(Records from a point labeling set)
--- start ---

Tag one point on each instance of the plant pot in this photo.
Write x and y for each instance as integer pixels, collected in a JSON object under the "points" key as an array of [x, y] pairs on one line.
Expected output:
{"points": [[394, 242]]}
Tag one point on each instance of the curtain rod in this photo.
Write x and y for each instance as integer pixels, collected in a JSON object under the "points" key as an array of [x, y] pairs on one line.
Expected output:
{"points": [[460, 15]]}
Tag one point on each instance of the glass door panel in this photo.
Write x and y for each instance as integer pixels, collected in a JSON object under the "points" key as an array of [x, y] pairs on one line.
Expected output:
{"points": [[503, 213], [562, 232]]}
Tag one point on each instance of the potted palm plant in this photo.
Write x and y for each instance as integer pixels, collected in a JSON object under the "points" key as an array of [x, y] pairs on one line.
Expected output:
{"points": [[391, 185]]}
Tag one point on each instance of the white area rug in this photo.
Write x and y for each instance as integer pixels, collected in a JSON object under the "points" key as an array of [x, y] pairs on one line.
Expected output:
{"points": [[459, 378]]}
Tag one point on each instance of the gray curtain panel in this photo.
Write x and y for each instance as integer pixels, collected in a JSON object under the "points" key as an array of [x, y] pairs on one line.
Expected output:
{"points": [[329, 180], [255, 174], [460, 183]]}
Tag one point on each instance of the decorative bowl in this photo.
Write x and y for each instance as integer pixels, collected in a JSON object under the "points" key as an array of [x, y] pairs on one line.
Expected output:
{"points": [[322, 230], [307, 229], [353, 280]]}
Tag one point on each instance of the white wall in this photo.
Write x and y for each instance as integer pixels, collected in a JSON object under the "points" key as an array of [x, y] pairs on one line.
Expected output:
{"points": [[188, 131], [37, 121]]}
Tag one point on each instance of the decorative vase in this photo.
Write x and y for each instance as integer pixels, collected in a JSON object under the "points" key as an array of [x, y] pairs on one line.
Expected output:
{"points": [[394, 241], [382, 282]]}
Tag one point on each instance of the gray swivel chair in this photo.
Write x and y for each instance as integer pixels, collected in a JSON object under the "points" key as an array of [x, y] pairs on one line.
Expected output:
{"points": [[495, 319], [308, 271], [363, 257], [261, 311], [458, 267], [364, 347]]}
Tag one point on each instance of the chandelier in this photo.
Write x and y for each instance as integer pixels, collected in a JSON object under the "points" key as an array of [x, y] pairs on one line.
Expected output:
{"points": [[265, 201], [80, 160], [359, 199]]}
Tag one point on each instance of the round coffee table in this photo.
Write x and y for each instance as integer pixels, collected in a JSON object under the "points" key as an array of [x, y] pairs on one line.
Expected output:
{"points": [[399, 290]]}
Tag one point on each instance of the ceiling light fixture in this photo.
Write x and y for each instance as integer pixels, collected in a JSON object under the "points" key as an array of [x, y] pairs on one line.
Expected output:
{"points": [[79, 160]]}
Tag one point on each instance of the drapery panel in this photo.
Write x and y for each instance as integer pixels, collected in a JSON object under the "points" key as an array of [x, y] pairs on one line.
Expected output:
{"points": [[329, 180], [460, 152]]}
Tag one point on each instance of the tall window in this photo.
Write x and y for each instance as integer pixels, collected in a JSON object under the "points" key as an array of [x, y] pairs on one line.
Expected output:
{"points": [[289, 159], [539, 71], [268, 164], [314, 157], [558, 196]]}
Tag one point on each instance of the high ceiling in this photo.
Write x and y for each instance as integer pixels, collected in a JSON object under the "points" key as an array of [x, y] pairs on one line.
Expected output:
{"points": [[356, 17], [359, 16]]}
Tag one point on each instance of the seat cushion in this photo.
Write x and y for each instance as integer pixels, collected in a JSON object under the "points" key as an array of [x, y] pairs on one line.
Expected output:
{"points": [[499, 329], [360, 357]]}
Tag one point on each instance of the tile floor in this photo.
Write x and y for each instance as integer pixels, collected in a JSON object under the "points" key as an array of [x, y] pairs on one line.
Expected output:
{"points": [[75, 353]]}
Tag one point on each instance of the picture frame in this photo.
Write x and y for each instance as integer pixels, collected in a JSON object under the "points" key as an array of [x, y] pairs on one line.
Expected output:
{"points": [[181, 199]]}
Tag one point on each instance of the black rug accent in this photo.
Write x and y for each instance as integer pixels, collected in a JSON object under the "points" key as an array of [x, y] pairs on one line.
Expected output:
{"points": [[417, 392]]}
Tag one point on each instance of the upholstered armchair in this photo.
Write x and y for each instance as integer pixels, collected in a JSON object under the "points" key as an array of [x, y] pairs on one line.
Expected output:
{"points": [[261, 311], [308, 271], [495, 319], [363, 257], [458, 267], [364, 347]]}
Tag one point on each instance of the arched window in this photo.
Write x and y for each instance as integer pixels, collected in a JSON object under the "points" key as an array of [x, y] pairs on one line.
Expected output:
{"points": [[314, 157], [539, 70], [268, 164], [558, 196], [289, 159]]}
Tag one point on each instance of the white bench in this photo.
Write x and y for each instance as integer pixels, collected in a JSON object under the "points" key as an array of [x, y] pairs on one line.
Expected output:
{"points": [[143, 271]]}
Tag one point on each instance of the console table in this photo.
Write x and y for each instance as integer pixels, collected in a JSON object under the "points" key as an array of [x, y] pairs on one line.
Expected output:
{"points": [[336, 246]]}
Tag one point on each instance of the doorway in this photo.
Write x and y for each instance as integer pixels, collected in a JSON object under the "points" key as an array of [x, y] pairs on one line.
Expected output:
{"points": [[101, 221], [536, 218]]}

--- end ---

▸ Work to complete
Transcribe only the trailing portion of the entries above: the line that contains "Tag one point on each instance of the white bench" and each line after it.

▸ Full solution
Tag one point on each instance of the white bench in this photo.
Write x and y for each instance as integer pixels, collected in a JSON object under the "points" key as an array of [x, y] pairs on one line.
Expected output:
{"points": [[143, 271]]}
Tag one point on each instance of the console table in this photo.
Write x and y for each instance as integer pixels, collected in a JSON object under the "points" key as an array of [x, y] pairs on one line.
Expected output:
{"points": [[336, 246]]}
Tag one point on each instance of the doorway in this photo.
Write x and y for each instance as integer pixels, collected in a JSON object under the "points" key as an array of [x, y] pairs on one line.
Expected output:
{"points": [[101, 221], [536, 218]]}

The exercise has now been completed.